_Your instructions_: Pull out every line of the items below that contains the word "picture" and list those lines unchanged.

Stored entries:
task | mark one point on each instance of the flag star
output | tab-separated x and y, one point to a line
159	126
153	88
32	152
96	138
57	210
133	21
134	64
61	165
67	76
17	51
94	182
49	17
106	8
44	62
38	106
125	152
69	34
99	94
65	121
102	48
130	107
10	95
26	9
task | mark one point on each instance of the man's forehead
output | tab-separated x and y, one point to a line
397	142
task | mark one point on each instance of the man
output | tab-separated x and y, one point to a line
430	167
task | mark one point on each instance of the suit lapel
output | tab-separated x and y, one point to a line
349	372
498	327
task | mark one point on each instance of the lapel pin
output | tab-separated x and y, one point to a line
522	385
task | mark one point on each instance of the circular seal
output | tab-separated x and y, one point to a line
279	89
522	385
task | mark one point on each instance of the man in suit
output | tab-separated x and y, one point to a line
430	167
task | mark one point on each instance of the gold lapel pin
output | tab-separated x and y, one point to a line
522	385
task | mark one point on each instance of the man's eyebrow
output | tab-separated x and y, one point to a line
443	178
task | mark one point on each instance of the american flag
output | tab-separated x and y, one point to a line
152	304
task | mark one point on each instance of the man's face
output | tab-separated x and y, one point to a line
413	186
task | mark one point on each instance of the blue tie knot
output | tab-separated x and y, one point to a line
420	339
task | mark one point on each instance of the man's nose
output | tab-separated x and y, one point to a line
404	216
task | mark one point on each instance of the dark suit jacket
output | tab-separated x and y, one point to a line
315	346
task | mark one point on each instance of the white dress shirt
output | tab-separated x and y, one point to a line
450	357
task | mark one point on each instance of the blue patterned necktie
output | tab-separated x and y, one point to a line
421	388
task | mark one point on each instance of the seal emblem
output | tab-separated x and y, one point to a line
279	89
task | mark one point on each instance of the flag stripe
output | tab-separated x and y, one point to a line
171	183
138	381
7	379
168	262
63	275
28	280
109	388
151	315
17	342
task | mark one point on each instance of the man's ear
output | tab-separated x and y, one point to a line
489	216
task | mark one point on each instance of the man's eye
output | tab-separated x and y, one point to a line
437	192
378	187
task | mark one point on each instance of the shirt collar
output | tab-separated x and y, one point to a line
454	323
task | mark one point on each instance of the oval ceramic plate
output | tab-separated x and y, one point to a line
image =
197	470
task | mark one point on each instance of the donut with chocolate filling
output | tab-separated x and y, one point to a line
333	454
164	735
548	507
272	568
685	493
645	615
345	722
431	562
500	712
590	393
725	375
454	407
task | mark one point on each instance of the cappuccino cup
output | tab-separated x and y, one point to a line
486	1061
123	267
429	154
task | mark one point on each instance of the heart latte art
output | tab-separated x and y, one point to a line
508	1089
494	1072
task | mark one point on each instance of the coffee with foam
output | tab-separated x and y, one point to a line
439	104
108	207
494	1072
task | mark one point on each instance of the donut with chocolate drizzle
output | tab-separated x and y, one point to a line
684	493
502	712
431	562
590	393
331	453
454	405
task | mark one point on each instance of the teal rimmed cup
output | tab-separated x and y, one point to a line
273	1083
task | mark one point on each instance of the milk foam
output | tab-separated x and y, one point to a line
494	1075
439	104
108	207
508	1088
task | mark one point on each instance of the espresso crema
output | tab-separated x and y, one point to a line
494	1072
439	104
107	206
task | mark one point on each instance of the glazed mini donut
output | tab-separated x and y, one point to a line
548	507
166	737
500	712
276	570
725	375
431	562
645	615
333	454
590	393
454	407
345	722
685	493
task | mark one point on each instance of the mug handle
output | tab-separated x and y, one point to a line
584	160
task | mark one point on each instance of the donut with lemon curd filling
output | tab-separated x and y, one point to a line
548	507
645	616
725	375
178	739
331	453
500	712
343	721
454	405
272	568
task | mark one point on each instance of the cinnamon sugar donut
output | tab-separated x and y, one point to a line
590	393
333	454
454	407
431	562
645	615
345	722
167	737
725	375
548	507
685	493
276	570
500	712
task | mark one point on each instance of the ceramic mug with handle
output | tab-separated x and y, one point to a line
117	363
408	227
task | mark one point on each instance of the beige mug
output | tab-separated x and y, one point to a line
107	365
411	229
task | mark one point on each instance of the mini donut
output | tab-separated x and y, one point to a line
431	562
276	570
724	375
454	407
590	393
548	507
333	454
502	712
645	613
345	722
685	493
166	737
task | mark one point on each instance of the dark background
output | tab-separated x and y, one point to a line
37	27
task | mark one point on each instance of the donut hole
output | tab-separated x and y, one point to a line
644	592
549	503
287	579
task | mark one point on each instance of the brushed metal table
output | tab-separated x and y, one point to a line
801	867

---

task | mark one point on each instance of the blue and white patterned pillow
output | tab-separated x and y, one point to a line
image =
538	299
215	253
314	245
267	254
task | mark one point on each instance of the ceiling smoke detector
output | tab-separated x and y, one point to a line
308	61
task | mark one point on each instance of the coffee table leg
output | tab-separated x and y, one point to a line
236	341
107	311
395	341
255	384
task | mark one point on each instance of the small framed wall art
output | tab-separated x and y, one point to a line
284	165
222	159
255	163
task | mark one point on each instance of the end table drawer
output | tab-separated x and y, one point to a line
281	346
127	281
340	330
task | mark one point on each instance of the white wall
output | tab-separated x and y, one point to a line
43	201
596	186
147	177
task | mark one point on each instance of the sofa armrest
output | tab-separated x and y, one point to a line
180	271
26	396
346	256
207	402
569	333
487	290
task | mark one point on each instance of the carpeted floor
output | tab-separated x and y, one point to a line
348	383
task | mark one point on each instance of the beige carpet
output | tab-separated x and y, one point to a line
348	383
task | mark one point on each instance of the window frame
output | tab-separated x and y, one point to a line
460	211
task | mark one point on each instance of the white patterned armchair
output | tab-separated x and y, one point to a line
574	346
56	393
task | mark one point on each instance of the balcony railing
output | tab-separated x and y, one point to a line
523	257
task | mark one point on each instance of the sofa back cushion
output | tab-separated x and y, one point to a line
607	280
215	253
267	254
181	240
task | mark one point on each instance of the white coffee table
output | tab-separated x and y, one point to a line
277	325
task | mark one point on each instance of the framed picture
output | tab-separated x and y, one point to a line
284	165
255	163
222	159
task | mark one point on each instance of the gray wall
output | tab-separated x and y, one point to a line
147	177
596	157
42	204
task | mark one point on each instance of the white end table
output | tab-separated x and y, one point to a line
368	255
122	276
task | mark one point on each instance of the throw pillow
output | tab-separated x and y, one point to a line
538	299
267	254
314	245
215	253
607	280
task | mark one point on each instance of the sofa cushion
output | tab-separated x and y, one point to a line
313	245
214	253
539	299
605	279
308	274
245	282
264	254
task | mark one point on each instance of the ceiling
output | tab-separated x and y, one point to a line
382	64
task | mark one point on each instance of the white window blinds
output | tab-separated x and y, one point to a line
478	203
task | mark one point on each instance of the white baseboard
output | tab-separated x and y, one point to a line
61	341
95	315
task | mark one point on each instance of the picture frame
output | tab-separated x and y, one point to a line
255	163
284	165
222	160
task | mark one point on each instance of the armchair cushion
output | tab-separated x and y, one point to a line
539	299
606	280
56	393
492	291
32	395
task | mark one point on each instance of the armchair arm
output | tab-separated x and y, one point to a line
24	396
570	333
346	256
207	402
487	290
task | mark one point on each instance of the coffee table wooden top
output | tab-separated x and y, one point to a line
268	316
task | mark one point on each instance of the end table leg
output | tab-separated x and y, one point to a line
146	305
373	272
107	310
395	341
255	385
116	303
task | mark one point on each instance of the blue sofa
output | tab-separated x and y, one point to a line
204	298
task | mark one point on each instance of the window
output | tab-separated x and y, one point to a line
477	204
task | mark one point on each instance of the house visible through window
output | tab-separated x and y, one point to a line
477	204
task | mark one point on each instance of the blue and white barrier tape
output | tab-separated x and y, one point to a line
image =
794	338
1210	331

_Task output_:
task | mark one point on each instance of the framed picture
task | mark one point on each instance of the picture frame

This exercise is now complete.